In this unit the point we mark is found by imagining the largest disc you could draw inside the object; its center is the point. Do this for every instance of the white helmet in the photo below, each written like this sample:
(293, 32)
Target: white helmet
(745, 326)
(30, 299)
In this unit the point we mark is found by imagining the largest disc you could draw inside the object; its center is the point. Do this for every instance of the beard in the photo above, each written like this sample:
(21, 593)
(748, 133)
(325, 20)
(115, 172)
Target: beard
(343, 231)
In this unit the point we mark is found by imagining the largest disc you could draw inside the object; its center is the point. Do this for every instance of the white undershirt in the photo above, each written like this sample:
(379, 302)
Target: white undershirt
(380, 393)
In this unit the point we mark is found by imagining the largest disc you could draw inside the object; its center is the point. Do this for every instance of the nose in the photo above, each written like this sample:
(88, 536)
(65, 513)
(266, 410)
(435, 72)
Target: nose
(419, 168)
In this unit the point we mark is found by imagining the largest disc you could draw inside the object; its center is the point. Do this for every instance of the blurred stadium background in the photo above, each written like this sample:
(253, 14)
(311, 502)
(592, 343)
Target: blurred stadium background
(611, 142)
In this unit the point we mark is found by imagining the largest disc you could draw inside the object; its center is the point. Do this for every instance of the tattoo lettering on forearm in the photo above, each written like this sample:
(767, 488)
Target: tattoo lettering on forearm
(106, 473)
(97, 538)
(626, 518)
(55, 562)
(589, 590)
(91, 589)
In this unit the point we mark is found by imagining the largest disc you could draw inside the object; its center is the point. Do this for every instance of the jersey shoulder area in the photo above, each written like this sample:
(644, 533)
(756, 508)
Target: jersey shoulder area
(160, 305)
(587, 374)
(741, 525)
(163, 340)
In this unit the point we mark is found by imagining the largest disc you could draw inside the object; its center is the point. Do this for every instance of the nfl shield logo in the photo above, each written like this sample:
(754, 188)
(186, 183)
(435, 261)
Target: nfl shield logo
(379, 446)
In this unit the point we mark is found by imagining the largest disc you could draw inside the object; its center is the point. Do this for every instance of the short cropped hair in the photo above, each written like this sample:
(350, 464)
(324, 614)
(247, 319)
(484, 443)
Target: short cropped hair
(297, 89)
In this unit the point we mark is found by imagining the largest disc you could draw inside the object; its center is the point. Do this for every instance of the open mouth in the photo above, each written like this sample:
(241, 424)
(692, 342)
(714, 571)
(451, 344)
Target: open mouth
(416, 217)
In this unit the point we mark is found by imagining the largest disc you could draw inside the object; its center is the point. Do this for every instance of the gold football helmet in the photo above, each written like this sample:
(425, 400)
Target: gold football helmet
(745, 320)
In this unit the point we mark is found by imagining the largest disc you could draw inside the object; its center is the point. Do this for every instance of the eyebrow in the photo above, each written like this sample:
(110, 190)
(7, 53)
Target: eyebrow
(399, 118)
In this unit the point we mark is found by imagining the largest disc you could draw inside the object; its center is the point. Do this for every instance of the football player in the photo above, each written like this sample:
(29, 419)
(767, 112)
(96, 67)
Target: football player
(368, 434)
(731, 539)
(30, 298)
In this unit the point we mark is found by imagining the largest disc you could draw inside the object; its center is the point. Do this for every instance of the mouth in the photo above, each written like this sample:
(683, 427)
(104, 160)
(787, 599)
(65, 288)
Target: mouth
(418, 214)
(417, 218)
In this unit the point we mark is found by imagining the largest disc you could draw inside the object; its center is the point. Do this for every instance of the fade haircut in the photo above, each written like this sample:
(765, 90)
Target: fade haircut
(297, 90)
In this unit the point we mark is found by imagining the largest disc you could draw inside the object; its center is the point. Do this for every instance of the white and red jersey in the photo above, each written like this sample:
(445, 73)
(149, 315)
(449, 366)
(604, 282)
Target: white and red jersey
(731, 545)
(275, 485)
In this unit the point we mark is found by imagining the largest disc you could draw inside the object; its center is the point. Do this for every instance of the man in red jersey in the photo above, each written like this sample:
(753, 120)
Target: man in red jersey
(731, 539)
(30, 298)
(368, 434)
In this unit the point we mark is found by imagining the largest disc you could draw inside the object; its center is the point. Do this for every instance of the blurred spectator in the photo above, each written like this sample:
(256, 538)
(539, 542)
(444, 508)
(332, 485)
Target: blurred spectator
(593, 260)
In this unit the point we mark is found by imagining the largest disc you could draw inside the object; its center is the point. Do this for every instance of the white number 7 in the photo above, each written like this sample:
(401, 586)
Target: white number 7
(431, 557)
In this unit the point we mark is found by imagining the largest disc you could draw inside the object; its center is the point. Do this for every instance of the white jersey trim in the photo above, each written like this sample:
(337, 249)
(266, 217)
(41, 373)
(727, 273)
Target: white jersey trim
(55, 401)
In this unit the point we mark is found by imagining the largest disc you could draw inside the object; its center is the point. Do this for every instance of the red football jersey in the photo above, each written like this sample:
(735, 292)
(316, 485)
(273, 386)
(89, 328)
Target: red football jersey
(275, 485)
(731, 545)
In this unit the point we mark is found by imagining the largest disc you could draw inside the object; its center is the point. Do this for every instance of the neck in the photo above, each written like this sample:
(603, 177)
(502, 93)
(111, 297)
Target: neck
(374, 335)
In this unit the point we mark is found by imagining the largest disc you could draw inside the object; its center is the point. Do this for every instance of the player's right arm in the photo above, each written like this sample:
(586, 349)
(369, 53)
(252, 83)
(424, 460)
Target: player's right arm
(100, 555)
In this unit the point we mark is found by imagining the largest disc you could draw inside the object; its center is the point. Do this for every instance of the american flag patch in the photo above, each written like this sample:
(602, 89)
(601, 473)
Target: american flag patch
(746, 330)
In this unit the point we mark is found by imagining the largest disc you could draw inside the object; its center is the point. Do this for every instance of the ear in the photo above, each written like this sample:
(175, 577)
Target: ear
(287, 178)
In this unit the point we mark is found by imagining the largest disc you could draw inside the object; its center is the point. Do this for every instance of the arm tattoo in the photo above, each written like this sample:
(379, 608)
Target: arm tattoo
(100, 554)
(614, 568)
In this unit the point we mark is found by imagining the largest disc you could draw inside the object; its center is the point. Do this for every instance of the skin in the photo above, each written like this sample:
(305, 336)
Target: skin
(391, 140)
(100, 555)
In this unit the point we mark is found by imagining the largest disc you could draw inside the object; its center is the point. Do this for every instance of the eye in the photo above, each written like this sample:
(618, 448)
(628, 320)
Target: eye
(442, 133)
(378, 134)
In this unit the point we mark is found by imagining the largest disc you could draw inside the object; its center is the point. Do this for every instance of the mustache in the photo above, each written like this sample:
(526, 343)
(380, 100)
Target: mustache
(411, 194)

------------------------

Retype the entries one by one, exactly.

▶ Result
In this unit the point we mark is found by imagining the largest disc you could draw inside the object; its center is the point. Do this for every instance of the white helmet in the photo below, each written like this sample:
(293, 32)
Target: white helmet
(745, 326)
(30, 299)
In this unit the point we mark is found by imagining the largest disc you could draw inside the object; its center is the point. Do this for every instance of the beard in the photo above, each written like this sample:
(21, 593)
(748, 133)
(325, 20)
(115, 172)
Target: beard
(343, 231)
In this unit the point we mark is found by imagining the largest disc you could draw inside the object; its center is the point. Do this for every instance of the white undershirt in the photo above, each written like this sample:
(379, 302)
Target: white undershirt
(380, 393)
In this unit the point we mark is found by imagining the largest disc you could draw inside the object; its center is the point. Do this for every instance of the nose in the photo above, each written like this sample:
(88, 536)
(65, 513)
(266, 410)
(435, 72)
Target: nose
(419, 168)
In this unit the point we mark is found by imagining the largest disc you could draw inside the object; its center is the point. Do this for every instance of the blurred stadium background in the photo above, each written like this sample:
(253, 14)
(311, 502)
(592, 343)
Target: blurred stadium background
(611, 142)
In this unit the point we mark is found by imagining the largest disc you could draw inside the object; its center is the point. Do this for every instance of the tattoo lettering on forearm in the photo above, each written like this sample:
(767, 488)
Target: tattoo lettering on forearm
(106, 473)
(97, 538)
(626, 518)
(55, 562)
(589, 590)
(91, 589)
In this unit the point we mark is found by imagining the largest disc you could draw inside the object; its center is the point. Do this for every instance of the jersey shoulder area in the photo above, each written like this sample:
(644, 533)
(756, 508)
Target: jersey shoulder area
(160, 305)
(587, 374)
(741, 525)
(163, 340)
In this unit the point we mark is found by imagining the largest disc you could draw inside the object; its center is the point. Do this for every instance of the nfl shield logo in the photo above, each written like this sample:
(754, 188)
(186, 183)
(435, 261)
Target: nfl shield logo
(379, 446)
In this unit the point we mark is found by imagining the largest disc you could draw inside the object; its center is the point. Do this for every instance of the short cropped hair in the photo above, each written like this sample:
(350, 464)
(324, 614)
(247, 319)
(484, 443)
Target: short cropped hair
(297, 89)
In this unit the point we mark is found by imagining the largest disc you could draw inside the object; its center is the point. Do this for every instance of the open mouth in the photo above, each written like this sample:
(241, 424)
(692, 342)
(714, 571)
(451, 344)
Target: open mouth
(416, 217)
In this unit the point we mark is found by imagining the largest disc you could draw inside the object; its center is the point. Do this for every instance of the gold football helmet in the photo above, each written like this sample:
(425, 400)
Target: gold football helmet
(745, 320)
In this unit the point we mark is found by imagining the largest disc you could draw inside the object; its center is the point. Do this for every instance of the eyebrow in the photo above, each written like this sample:
(110, 190)
(7, 53)
Target: eyebrow
(399, 118)
In this unit the point we mark is found by imagining the largest disc you could draw inside the object; its center is the point. Do this for every instance of the football player in the photo above, each written like this sample:
(29, 419)
(767, 112)
(96, 67)
Target: football player
(368, 434)
(731, 539)
(30, 298)
In this unit the point we mark is found by imagining the largest disc you could draw inside the object; its center is the point. Do this for every instance of the mouth in the photo above, each written like this sample:
(683, 427)
(104, 160)
(787, 599)
(65, 288)
Target: mouth
(418, 214)
(417, 218)
In this unit the point we mark is found by imagining the largest disc you could draw inside the object; its center is the point. Do this for every instance of the fade haircut in the photo above, each written like this sample:
(765, 90)
Target: fade haircut
(297, 90)
In this unit the point we mark is found by imagining the largest disc you could draw inside the object; its center is the point. Do this for every instance of the white and red jersey in the photo above, each written like this sample:
(445, 73)
(149, 315)
(449, 366)
(604, 282)
Target: white and red jersey
(731, 545)
(275, 485)
In this unit the point we mark is found by imagining the largest disc you could draw inside the object; its center is the point. Do this for every instance of the man in red jersey in the photo above, each written like this sample:
(753, 120)
Target: man in red jersey
(731, 539)
(30, 298)
(368, 434)
In this unit the point we mark is found by imagining the largest disc you could draw inside the object; its center is the point. Do this for every instance of the blurred spectator in the photo above, each written like this sample:
(256, 538)
(539, 542)
(444, 508)
(332, 485)
Target: blurred spectator
(593, 260)
In this unit the point we mark is found by imagining the largest disc you could draw inside the object; its center is the point. Do this for every instance of the white number 7 in the photo above, each written like this sample:
(401, 586)
Target: white number 7
(431, 557)
In this unit the point we mark is found by imagining the largest disc you could draw inside the object; its center is the point. Do this for every instance of the white jersey trim in the photo above, each written like this sample:
(337, 249)
(266, 217)
(41, 373)
(727, 273)
Target: white jersey trim
(55, 401)
In this unit the point we mark is found by imagining the largest disc you could draw inside the object; its center is the point. Do this for every instance of the red football jersey in the photo above, each written like this sample:
(735, 292)
(316, 485)
(273, 386)
(89, 328)
Target: red football jersey
(275, 485)
(731, 545)
In this unit the point we mark is found by imagining the largest disc you could draw inside the object; its center is the point. Do this for every instance of the neck in the photo above, each written like this sample:
(603, 177)
(502, 93)
(111, 297)
Target: neck
(374, 335)
In this unit the point we mark is found by imagining the largest disc you could draw inside the object; its center is the point. Do this for every instance of the player's right arm in the photo above, each written like this sample:
(586, 349)
(369, 53)
(252, 83)
(424, 460)
Target: player's right arm
(100, 555)
In this unit the point we mark is found by imagining the largest disc you could draw inside the object; its center is the point. Do this for every instance of the american flag patch in the photo above, each written like this sample:
(602, 89)
(601, 473)
Target: american flag patch
(746, 330)
In this unit the point we mark is found by imagining the largest disc you could draw inside the object; its center is the point. Do this for every instance of the ear in the photo above, each written like this sample:
(175, 577)
Target: ear
(287, 178)
In this unit the point we mark is found by imagining the largest disc you could draw inside the object; its center is the point. Do this for every instance of the arm tattoo in the photo above, each written like this sample:
(379, 608)
Target: arm tattoo
(100, 554)
(614, 568)
In this unit the point we mark is found by imagining the largest disc you could draw inside the object; its center is the point. Do this for every instance of the skin in the photo above, each written like this sample:
(305, 336)
Target: skin
(391, 140)
(100, 555)
In this unit the point we mark is found by imagining the largest disc you could draw inside the object; its center is the point. Do this for every instance of the eye in the photo above, each written like this sample:
(618, 448)
(628, 320)
Target: eye
(442, 133)
(378, 134)
In this unit the point we mark is found by imagining the largest disc you could draw inside the object; its center is the point. Do this for every instance of the mustache in the photo above, each written like this sample:
(526, 343)
(380, 100)
Target: mustache
(411, 194)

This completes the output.